- Likotsi Mountain seen from Ha Matala
- Lithabaneng Geographic Center of Community
- Coordinates: 29°21′58″S 27°32′17″E﻿ / ﻿29.36611°S 27.53806°E
- Country: Lesotho
- District: Maseru District
- Elevation: 5,771 ft (1,759 m)

Population (2006)
- • Total: 28,371
- Time zone: UTC+2 (CAT)

= Lithabaneng =

Lithabaneng is a constituency and community council in the Maseru Municipality located in the Maseru District of Lesotho. The population in 2006 was 28,371.

==Villages==
The community of Lithabaneng includes the villages of Borokhoaneng, Botšabelo, Ha Keiso (Lithabaneng), Ha Khechane, Ha Leqele, Ha Matala, Ha Nelese, Lefikeng (Lithabaneng), Lepereng, Lithabaneng, Makoanyane, Matala Phase II, Mathokoane, Sekoting, Sekoting (Ha Leqele) and Upper Thamae.

§ **Entries provided**
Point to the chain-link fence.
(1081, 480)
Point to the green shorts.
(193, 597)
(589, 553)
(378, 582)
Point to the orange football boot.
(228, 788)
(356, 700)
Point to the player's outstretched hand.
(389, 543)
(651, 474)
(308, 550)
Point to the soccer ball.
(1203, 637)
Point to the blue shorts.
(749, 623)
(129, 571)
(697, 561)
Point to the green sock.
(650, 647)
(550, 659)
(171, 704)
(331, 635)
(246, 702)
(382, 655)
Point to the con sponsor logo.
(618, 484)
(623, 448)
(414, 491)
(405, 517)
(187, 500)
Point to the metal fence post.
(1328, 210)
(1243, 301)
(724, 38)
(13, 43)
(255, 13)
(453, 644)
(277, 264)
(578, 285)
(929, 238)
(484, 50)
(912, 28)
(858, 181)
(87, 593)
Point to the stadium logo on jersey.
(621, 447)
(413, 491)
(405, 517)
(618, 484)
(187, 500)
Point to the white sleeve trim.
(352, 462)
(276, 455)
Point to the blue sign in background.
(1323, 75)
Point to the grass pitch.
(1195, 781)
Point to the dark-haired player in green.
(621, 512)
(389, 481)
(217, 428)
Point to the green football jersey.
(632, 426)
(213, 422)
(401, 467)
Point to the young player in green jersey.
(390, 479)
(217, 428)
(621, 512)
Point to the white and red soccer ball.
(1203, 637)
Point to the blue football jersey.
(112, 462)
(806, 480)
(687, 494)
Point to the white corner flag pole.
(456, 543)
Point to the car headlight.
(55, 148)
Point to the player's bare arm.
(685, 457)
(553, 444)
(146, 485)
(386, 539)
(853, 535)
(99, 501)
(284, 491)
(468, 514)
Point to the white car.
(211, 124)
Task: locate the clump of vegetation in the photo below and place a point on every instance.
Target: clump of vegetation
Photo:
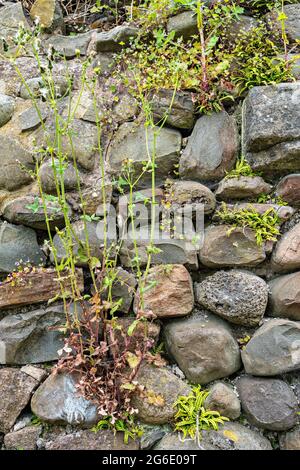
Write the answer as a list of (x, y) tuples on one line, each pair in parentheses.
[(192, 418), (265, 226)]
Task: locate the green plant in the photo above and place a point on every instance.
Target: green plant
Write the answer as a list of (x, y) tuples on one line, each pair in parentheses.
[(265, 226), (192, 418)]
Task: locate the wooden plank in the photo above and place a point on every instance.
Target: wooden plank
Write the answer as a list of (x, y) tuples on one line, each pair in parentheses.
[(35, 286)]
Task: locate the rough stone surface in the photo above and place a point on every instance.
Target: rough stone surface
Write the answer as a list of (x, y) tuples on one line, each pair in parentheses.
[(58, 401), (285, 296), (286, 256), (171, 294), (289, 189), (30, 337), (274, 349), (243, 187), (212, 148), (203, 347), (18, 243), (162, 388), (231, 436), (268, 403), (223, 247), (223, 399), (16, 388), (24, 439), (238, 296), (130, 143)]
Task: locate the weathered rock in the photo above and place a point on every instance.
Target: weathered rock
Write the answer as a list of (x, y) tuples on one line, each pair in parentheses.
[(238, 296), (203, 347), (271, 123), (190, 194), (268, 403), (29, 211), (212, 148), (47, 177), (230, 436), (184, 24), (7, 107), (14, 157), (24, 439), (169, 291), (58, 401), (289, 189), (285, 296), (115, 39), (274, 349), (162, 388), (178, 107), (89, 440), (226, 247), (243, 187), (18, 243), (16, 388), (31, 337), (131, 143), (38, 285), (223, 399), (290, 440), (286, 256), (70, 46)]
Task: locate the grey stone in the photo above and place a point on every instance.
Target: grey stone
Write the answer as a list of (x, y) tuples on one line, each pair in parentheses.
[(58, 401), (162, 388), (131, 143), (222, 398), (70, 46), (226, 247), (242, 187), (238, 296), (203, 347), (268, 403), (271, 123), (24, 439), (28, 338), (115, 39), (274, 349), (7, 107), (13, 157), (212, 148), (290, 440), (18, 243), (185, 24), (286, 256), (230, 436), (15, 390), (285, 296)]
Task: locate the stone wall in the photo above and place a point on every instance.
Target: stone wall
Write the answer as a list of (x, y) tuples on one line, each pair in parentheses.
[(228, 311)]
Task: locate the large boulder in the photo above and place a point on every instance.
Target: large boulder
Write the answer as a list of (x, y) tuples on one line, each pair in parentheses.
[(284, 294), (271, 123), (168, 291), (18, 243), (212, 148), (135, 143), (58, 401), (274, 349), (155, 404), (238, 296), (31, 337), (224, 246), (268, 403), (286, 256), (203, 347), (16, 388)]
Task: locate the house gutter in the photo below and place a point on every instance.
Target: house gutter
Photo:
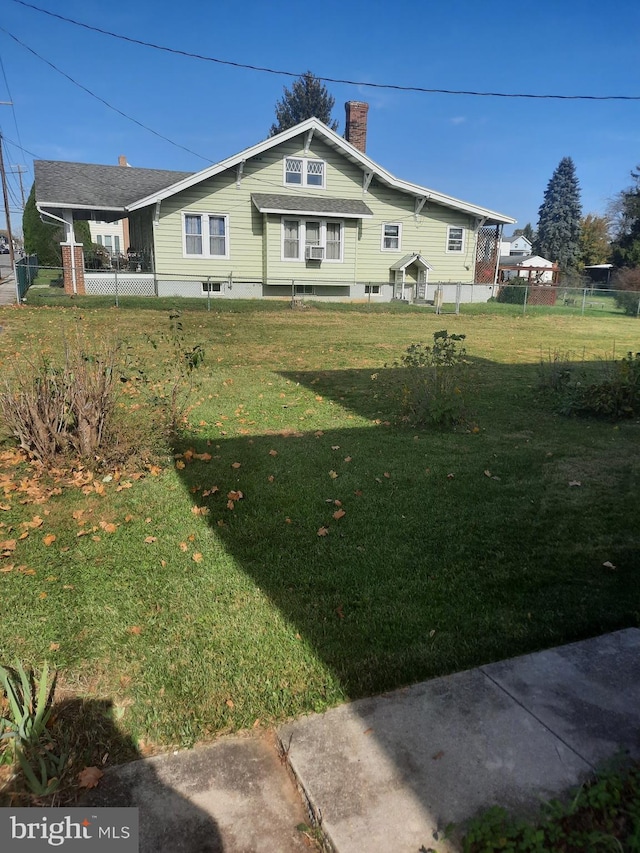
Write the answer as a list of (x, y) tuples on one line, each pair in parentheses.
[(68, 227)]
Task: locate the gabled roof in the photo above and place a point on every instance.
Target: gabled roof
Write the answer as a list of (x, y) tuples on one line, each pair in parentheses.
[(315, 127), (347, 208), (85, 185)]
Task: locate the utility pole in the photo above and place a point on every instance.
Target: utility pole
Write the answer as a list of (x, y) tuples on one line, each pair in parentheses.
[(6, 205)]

--

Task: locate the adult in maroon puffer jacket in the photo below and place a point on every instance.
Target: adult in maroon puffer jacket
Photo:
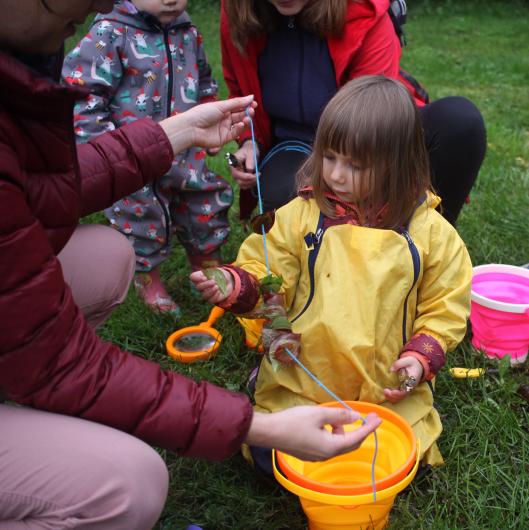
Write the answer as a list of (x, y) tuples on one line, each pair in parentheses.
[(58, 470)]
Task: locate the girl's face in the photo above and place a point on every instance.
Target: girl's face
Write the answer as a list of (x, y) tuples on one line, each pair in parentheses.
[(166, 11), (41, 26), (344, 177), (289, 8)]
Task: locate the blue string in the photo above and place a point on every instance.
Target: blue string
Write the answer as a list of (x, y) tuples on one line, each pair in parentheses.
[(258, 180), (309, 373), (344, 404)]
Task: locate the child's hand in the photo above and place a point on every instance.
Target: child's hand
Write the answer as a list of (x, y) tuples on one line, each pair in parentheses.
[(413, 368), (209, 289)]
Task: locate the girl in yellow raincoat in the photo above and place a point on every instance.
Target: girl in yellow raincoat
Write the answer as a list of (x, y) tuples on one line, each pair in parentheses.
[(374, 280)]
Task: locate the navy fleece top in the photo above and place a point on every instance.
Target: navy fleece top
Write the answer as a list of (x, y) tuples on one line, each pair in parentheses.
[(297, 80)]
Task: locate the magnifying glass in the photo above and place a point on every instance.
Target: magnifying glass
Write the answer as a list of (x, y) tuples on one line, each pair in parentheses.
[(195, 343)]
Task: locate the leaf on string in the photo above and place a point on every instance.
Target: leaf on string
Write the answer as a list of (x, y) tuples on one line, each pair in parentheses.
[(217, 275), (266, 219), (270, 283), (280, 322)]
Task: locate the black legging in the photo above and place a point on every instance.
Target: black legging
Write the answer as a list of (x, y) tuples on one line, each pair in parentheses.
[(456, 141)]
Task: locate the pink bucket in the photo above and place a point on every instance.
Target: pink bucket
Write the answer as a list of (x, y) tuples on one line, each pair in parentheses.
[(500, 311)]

§ **Exercise description**
Extend the article on Lithabaneng with a new section that follows on from its list of villages.

§ **Output for this exercise**
==Education and Health Care==
The SOS Children's Village Maseru situated in Lithabaneng contains a kindergarten with a capacity of 125 children, a primary school with a capacity of 490 children, family housing, social centre, youth facility and a medical centre that can provide medical treatment to up to 1,000 patients per month.